= FRAGMENTO DE TEXTO =
▼▼▼
La Mansión Nucingen se inicia como la historia de un error o, mejor dicho, de un malentendido: William James lll (Jean-Marc Barr), escritor de cierta notoriedad en Francia, cena con su novia mientras escucha que desde una mesa vecina se refieren a él en términos deshonrosos. Su mala fama de apostador lo hizo dueño hace muchos años de una hacienda ubicada en Chile. A continuación seremos testigos de las remembranzas de William a partir de esos comentarios. Lo que no sabemos es si William recuerda la “verdad” de los hechos, la versión insidiosa de los comensales que murmuran sobre él o algo mucho más indiscernible: la fuga impune hacia un pasado que alterna la ficción, el sueño, los deseos, o la realidad recordada y vuelta a recrear. En todo caso, un lugar en donde todo es posible.
▲▲▲
= DATOS =
▼▼▼
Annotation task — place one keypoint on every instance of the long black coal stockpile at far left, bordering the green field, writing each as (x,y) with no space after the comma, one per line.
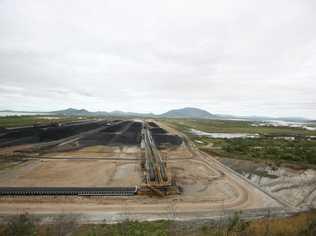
(45,133)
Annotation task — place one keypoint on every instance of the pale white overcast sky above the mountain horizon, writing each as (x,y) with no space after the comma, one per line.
(245,57)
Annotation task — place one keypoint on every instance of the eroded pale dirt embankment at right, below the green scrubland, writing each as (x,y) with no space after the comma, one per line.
(296,186)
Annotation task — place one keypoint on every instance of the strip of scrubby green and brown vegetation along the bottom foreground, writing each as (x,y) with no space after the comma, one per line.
(303,224)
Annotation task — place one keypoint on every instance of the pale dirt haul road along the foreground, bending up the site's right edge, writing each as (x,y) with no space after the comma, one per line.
(242,195)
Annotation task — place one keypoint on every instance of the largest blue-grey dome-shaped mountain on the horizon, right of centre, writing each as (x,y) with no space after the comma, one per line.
(188,112)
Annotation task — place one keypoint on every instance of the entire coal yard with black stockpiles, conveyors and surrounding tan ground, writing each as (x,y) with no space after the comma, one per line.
(101,164)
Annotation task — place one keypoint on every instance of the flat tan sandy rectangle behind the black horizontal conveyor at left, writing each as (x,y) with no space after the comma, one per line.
(86,173)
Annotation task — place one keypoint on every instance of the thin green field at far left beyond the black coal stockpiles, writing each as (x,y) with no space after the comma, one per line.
(16,121)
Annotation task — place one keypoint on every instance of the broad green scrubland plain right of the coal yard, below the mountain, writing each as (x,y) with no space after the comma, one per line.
(300,150)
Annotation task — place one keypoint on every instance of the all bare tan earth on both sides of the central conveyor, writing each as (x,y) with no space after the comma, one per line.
(208,186)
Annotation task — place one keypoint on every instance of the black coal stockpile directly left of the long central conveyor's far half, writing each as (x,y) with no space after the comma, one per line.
(125,132)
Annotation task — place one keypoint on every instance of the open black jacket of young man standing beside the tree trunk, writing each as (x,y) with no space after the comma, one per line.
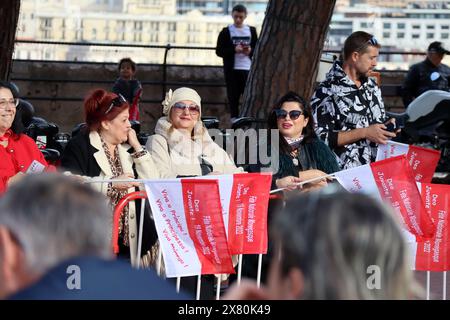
(225,48)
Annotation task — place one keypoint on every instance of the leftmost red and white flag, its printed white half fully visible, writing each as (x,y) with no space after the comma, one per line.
(188,219)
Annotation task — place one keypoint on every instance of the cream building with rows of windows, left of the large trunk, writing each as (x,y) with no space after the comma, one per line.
(138,22)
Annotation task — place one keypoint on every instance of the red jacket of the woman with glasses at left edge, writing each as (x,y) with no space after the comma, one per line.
(18,156)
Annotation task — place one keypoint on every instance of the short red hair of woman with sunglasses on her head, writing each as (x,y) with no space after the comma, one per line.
(97,104)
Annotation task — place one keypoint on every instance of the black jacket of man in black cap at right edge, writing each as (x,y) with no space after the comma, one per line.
(418,80)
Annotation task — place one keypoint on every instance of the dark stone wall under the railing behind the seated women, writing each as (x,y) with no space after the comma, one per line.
(57,89)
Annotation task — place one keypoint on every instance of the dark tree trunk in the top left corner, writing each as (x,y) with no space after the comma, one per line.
(9,13)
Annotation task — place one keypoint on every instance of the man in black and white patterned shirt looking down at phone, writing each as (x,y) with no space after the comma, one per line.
(348,107)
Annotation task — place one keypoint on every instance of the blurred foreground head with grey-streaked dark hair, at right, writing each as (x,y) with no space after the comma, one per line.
(335,245)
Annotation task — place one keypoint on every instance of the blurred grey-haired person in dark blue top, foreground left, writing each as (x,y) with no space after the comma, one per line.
(55,236)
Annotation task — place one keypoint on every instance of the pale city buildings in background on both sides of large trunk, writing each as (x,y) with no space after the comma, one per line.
(398,25)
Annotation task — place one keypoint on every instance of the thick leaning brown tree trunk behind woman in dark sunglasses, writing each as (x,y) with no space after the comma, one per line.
(287,54)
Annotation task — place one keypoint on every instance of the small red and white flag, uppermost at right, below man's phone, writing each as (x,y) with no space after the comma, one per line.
(423,161)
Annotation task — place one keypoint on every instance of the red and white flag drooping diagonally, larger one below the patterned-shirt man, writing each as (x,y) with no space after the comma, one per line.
(391,180)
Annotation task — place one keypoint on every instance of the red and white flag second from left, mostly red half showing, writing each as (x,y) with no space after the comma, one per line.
(245,202)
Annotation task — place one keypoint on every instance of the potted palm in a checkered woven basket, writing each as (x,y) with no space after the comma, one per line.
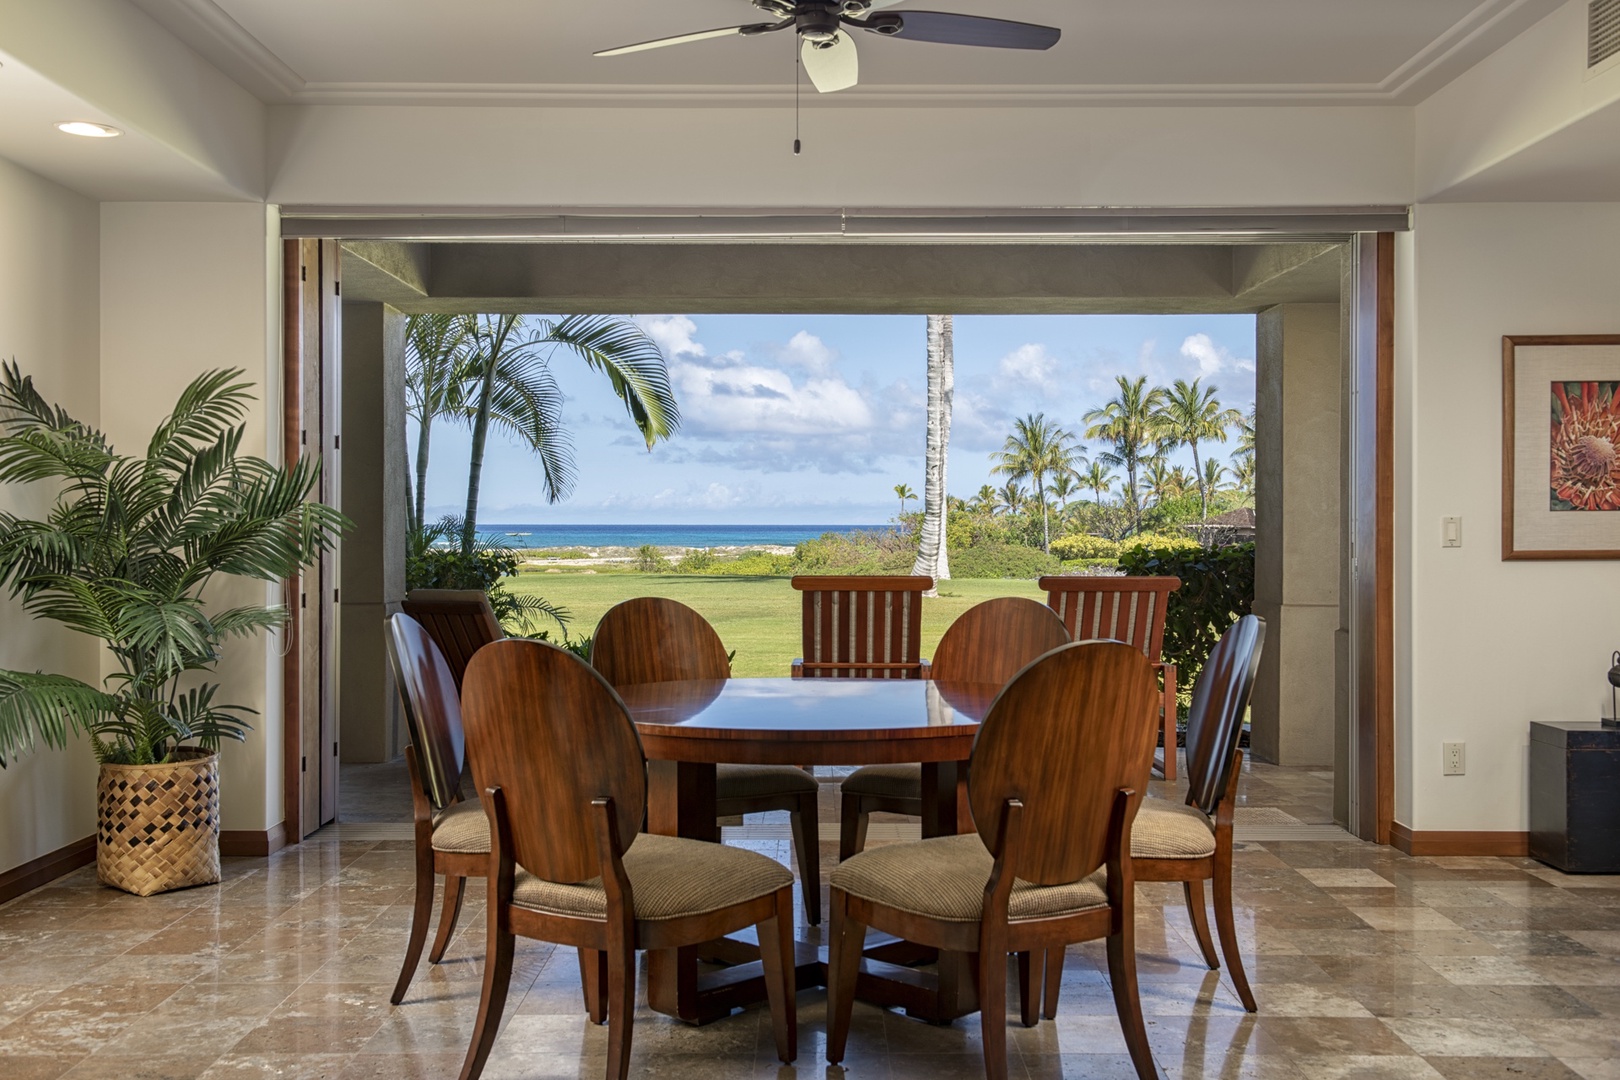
(127,555)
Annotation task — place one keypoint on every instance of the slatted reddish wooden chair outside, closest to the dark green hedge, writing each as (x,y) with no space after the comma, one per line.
(1123,610)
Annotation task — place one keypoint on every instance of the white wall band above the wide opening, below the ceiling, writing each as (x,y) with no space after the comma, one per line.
(887,158)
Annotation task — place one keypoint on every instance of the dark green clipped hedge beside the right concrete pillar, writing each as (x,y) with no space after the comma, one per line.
(1217,589)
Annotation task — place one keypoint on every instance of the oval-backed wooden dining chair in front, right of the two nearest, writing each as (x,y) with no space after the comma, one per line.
(1059,772)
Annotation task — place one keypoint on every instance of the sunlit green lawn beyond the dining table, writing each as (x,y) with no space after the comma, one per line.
(759,618)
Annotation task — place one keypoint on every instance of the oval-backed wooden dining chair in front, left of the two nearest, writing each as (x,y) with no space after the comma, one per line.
(565,786)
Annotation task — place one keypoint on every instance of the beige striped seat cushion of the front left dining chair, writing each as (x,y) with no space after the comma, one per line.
(670,878)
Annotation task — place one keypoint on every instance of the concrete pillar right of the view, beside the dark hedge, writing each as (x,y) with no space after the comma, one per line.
(1298,532)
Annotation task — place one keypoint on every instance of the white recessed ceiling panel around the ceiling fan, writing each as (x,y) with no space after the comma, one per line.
(540,51)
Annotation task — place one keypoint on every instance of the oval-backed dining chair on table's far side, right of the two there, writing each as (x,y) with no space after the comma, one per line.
(989,644)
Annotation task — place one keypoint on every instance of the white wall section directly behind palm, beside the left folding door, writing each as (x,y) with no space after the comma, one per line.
(187,287)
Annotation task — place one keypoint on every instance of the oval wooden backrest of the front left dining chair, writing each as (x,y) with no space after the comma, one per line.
(553,736)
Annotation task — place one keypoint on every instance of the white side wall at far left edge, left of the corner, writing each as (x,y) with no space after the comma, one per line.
(49,326)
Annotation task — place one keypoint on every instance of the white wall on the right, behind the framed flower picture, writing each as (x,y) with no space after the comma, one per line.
(1486,647)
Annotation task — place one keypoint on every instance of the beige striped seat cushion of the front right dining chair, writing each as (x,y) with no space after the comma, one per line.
(945,878)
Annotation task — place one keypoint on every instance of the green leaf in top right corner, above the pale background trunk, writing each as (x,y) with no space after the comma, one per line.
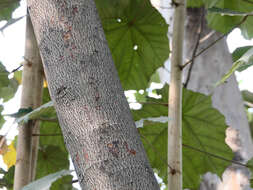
(224,23)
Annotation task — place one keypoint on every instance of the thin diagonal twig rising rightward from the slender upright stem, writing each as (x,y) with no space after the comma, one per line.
(214,42)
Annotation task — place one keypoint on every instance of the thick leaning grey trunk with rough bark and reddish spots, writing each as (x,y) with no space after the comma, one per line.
(93,112)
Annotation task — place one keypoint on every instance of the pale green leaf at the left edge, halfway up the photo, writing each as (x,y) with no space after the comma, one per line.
(8,87)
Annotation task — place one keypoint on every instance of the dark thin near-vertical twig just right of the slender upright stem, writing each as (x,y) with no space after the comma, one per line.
(200,28)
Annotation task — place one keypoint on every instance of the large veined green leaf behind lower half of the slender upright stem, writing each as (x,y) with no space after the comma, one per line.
(203,128)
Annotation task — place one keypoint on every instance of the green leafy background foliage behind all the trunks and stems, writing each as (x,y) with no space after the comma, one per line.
(137,36)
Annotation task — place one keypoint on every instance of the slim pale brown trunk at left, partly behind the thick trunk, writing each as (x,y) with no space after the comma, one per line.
(32,84)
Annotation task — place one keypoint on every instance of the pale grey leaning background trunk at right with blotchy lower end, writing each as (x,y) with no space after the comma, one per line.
(206,71)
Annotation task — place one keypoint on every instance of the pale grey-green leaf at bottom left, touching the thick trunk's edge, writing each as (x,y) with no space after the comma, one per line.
(46,182)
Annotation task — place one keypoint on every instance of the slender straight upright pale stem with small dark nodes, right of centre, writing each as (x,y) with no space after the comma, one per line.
(175,100)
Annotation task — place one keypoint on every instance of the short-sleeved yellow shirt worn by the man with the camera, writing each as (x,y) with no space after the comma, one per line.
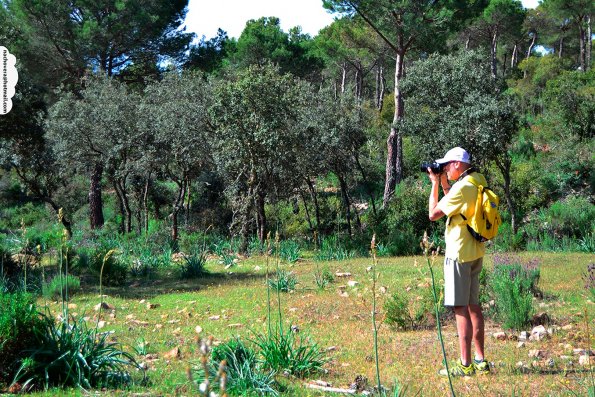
(461,199)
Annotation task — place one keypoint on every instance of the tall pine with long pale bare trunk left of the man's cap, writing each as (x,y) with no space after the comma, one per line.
(402,25)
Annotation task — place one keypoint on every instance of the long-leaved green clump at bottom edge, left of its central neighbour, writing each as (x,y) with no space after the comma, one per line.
(245,373)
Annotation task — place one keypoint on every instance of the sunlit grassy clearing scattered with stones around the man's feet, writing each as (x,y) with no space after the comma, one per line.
(163,313)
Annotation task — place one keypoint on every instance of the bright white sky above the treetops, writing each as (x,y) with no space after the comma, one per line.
(206,16)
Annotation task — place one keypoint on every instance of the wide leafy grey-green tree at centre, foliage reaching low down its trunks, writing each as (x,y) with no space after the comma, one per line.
(256,144)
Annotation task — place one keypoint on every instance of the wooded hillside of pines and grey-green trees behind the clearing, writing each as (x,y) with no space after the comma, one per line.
(123,123)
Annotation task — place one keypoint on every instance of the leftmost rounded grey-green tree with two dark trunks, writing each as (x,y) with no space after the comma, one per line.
(96,133)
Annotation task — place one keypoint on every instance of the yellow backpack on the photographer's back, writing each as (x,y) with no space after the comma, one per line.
(483,226)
▲▲▲
= CONSIGNA 1 =
En el fragmento sobre La Mansión Nucingen, edita el pasaje desde "La Mansión Nucingen se" hasta "todo es posible." y cambia "hacienda" por "finca".
= CONSIGNA 2 =
Resume en forma de lista el párrafo del fragmento sobre La Mansión Nucingen que empieza con "La Mansión Nucingen se inicia". Conserva sus datos principales.
El material es independiente y no forma parte del fragmento.

= RESPUESTA 1 =
La Mansión Nucingen se inicia como la historia de un error o, mejor dicho, de un malentendido: William James lll (Jean-Marc Barr), escritor de cierta notoriedad en Francia, cena con su novia mientras escucha que desde una mesa vecina se refieren a él en términos deshonrosos. Su mala fama de apostador lo hizo dueño hace muchos años de una finca ubicada en Chile. A continuación seremos testigos de las remembranzas de William a partir de esos comentarios. Lo que no sabemos es si William recuerda la “verdad” de los hechos, la versión insidiosa de los comensales que murmuran sobre él o algo mucho más indiscernible: la fuga impune hacia un pasado que alterna la ficción, el sueño, los deseos, o la realidad recordada y vuelta a recrear. En todo caso, un lugar en donde todo es posible.

= RESPUESTA 2 =
- La Mansión Nucingen empieza con un malentendido. William, escritor de cierta notoriedad en Francia, interpretado por Jean-Marc Barr, cena con su novia y oye que en una mesa vecina hablan de él en términos deshonrosos.
- Hace muchos años, su mala fama de apostador lo hizo dueño de una hacienda en Chile.
- A partir de esos comentarios se muestran sus recuerdos.
- No se sabe si William recuerda la "verdad" de los hechos o la versión insidiosa de los comensales. También puede tratarse de una fuga impune hacia un pasado que alterna ficción, sueño, deseos y realidad recordada y recreada.
- En todo caso, es un lugar donde todo es posible.